THE PROBLEM → Rewrite the records from the line that has "Question. Indicate one point on each instance of the hanging" through the line that has "[(791, 285), (772, 320), (473, 252), (548, 339), (988, 149)]", changing "hanging lantern" to "street lamp" and leaving all else unchanged. Give only those lines, and leave the picture out.

MATERIAL PROVIDED →
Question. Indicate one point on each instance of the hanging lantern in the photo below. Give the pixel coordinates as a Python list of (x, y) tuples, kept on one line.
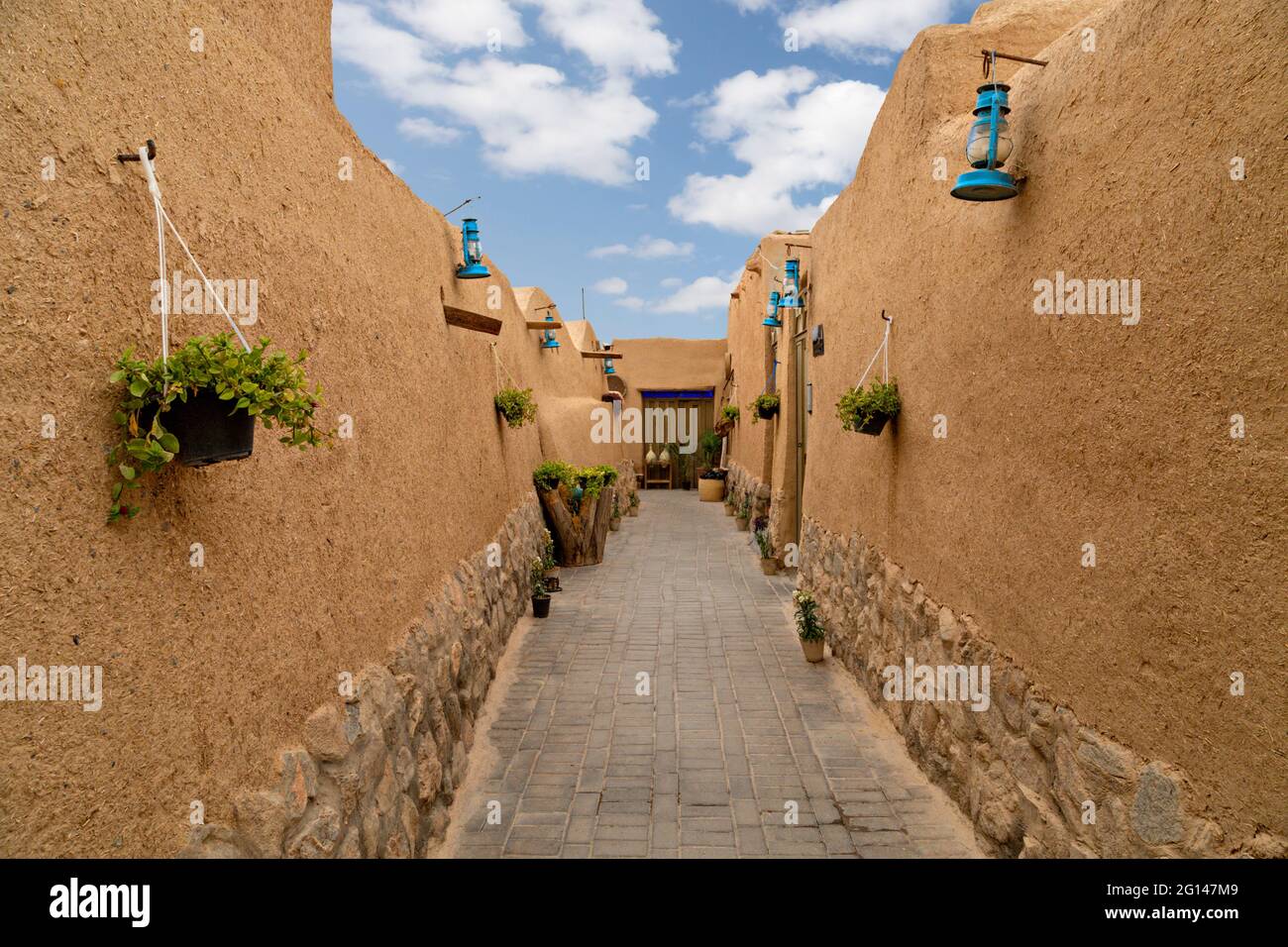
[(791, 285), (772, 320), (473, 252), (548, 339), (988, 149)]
* * *
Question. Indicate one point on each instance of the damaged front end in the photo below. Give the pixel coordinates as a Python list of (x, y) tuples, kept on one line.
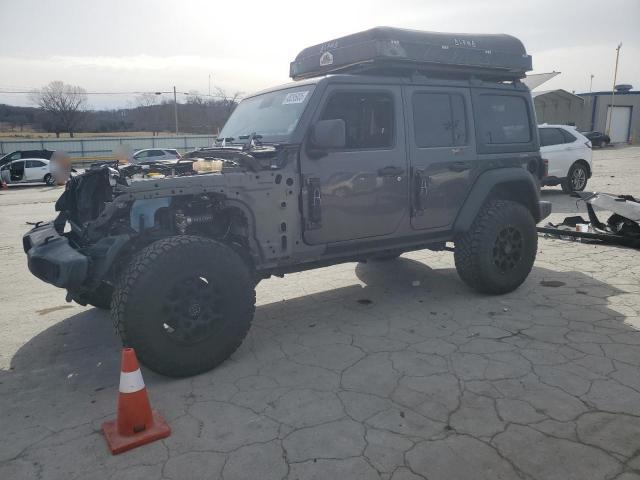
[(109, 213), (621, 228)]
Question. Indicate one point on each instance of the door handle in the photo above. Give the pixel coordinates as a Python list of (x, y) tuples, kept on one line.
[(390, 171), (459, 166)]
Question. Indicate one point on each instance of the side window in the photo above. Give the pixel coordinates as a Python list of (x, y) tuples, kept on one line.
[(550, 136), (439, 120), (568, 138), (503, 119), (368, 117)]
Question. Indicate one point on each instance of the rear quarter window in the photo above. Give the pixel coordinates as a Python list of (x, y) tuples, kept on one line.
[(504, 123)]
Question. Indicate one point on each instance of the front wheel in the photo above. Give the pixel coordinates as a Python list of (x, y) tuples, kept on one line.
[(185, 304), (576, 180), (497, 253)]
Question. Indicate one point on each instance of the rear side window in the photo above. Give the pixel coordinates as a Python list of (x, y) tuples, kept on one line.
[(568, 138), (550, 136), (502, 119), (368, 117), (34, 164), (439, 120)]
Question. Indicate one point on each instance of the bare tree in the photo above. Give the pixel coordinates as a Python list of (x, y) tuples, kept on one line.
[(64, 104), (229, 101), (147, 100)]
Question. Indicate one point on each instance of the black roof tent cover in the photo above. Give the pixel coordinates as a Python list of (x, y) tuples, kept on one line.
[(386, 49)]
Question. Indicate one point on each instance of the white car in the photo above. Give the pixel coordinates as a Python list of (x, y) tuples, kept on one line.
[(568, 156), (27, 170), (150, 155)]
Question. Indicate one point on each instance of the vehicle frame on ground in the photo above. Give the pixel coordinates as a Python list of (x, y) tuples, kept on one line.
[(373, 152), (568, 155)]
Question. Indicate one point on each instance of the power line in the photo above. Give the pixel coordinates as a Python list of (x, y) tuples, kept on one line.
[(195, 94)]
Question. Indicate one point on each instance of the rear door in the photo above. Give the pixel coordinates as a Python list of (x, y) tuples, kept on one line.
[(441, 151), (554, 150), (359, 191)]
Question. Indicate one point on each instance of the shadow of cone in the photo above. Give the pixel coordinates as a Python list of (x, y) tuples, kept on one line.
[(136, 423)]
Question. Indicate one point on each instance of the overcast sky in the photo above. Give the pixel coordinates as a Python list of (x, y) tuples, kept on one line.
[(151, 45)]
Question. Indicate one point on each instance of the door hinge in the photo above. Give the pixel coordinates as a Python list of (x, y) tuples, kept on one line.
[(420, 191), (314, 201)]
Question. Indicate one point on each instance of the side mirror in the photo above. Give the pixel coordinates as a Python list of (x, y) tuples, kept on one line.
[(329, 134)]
--
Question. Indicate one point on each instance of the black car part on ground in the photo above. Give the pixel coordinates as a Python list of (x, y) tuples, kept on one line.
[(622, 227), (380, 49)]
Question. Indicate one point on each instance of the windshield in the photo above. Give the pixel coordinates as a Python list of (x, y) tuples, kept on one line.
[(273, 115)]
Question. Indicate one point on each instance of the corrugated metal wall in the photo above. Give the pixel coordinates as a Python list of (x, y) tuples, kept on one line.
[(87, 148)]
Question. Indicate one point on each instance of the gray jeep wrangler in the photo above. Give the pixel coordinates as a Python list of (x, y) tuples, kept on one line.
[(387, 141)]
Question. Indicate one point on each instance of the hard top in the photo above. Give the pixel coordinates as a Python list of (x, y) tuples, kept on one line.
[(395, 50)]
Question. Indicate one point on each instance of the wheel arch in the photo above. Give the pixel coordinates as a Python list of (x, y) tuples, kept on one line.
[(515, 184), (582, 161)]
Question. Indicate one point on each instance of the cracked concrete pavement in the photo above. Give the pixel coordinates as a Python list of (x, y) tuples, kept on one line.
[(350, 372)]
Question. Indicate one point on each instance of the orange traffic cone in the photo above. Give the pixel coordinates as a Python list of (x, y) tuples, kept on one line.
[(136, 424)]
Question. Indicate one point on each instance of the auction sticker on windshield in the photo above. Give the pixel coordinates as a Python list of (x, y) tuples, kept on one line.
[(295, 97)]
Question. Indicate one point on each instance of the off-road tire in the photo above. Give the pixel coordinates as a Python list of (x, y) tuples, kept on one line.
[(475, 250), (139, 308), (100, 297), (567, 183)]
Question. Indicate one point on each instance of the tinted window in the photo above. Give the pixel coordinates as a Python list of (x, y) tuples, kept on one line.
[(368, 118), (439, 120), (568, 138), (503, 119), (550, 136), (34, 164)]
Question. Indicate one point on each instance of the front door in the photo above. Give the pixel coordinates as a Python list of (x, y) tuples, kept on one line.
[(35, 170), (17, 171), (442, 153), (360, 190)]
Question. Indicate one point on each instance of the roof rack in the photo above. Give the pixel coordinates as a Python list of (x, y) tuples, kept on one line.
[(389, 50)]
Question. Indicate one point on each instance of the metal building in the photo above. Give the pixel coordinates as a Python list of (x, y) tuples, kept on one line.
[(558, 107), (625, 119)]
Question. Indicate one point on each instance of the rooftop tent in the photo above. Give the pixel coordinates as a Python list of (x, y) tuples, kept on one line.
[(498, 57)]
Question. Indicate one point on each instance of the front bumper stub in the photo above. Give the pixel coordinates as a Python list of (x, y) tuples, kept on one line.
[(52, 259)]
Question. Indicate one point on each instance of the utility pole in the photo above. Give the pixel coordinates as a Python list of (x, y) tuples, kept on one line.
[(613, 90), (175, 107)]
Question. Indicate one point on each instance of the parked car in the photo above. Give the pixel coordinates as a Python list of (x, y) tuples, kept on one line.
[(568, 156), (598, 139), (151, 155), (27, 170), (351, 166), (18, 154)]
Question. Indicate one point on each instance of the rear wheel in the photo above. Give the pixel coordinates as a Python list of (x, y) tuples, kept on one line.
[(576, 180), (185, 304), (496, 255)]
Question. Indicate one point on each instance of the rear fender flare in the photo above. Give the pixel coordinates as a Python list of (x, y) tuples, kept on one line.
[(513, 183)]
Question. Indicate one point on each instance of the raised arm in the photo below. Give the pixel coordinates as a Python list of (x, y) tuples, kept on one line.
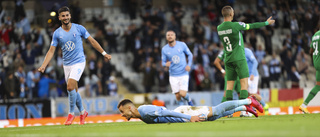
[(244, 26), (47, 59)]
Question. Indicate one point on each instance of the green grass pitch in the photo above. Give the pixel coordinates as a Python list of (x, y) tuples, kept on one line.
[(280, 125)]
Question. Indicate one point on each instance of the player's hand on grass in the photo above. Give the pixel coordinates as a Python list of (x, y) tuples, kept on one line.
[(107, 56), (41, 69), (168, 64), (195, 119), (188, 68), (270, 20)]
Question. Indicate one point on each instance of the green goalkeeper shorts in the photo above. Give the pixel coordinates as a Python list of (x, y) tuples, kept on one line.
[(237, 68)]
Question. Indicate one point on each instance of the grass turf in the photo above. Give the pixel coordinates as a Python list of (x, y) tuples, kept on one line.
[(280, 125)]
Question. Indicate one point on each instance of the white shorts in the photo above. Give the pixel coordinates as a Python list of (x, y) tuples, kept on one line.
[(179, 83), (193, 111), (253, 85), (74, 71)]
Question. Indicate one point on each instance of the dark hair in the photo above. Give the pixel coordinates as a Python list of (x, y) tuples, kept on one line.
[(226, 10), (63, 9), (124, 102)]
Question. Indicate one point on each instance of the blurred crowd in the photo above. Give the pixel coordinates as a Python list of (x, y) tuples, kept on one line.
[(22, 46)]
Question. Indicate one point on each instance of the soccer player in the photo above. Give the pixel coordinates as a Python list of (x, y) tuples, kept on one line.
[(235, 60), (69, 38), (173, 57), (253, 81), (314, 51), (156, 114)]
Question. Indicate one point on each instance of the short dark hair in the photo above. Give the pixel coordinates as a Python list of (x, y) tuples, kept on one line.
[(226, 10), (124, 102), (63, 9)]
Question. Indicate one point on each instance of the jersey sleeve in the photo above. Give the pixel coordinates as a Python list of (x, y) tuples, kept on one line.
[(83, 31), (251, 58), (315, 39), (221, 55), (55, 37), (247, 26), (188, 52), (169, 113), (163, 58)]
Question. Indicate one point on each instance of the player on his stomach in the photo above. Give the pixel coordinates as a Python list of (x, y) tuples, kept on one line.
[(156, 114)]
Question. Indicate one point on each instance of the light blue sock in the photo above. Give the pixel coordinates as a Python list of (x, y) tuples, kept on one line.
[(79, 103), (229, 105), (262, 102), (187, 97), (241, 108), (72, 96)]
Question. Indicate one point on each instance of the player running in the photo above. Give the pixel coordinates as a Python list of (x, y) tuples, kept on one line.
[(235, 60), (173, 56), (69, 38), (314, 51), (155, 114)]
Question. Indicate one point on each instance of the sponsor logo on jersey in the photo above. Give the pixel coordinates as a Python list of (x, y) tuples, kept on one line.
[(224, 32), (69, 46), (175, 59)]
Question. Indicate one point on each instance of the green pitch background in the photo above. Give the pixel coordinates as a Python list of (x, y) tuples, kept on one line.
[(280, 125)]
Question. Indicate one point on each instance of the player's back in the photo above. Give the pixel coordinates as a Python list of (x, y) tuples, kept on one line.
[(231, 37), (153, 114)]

ANSWER TO THE TASK →
Question. Indicate one point on each instance of the street lamp in the photo below. Give the pixel coordinates as a Python list of (x, y) tuples, kept on one line.
[(791, 285), (772, 320), (473, 252), (548, 339), (988, 149)]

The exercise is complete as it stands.